● TASK INSTRUCTIONS:
- 1) According to the cookie recipe text, at which events is Texas Sheet Cake often served? List them all.
- 2) Reproduce the lines of the records verbatim, from the line containing "the monkey's long" through the last line of the records, inclusive.

● TEXT SHOWN:
The BEST Texas Sheet Cake Cookies
If you love Texas Sheet Cake, these Texas Sheet Cake Cookies are about to become a favorite. They have all the rich chocolate flavor of the classic cake packed into a soft, fudgy cookie that’s topped with a smooth chocolate icing. They’re easy to make, easy to share, and just the thing when a chocolate craving hits.

Texas Sheet Cake Cookies take everything people love about the classic cake and turn it into a handheld treat. The cookies bake up soft and dense with a deep chocolate flavor, then get dipped in a simple chocolate icing while they’re still fresh. The result is a cookie that’s rich, fudgy, and hard to stop eating.

What Is Texas Sheet Cake?
Texas Sheet Cake is a classic chocolate cake known for its thin layer, rich chocolate flavor, and warm chocolate icing poured over the top. It’s often served at potlucks, family gatherings, and holidays because it feeds a crowd and is easy to make.

These cookies borrow those same flavors and textures but package them into individual servings. Perfect for lunches, parties or potlucks, they’re always a hit!
What do you need to make these cookies?
Not a lot! And nothing special, you don’t even need chocolate chips, you just need unsweetened cocoa powder. These easy chocolate cookies are the ultimate way to make a chocoholic happy! And if you have a vanilla cookie lover try these double vanilla cookies.

[Extracted data entries]
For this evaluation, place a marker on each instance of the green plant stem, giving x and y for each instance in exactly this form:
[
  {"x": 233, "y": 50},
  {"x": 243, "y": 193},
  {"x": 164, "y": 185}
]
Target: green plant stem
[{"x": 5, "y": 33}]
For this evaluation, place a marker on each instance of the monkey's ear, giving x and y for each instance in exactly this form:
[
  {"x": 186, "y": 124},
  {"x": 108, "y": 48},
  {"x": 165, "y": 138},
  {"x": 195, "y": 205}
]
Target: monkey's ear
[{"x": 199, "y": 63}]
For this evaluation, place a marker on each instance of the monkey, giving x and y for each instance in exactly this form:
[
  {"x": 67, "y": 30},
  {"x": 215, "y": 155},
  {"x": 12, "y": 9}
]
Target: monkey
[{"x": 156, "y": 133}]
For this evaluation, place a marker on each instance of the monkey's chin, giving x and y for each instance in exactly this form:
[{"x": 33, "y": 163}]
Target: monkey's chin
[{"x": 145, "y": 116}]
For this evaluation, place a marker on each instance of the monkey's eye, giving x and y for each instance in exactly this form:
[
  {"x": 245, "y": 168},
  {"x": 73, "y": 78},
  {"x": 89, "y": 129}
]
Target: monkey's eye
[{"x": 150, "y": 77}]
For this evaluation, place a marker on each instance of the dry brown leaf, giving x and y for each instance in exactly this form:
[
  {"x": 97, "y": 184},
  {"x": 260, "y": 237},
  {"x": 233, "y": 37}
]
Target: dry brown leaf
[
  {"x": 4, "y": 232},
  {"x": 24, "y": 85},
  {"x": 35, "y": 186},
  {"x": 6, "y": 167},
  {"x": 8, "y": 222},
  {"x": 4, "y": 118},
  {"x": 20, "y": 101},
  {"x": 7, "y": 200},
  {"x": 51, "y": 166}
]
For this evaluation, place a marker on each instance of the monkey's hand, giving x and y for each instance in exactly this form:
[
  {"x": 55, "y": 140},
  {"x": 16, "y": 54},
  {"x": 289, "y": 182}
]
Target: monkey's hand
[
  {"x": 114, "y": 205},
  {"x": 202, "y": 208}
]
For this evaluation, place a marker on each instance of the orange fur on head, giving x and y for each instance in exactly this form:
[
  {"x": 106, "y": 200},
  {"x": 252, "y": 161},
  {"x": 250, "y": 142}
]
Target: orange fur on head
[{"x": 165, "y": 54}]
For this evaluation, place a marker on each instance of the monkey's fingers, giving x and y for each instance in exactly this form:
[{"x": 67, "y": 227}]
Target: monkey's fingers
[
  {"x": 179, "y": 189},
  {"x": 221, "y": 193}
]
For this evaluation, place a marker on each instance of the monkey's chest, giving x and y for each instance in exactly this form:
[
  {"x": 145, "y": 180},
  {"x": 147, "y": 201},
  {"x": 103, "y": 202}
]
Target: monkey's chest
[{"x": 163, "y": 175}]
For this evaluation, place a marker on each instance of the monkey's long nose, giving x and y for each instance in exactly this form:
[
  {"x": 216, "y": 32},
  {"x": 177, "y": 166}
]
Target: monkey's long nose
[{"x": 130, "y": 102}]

● LIST OF SOLUTIONS:
- 1) potlucks, family gatherings, holidays

- 2)
For this evaluation, place a marker on each instance of the monkey's long nose, giving x and y for each instance in exactly this form:
[
  {"x": 216, "y": 32},
  {"x": 177, "y": 166}
]
Target: monkey's long nose
[{"x": 130, "y": 102}]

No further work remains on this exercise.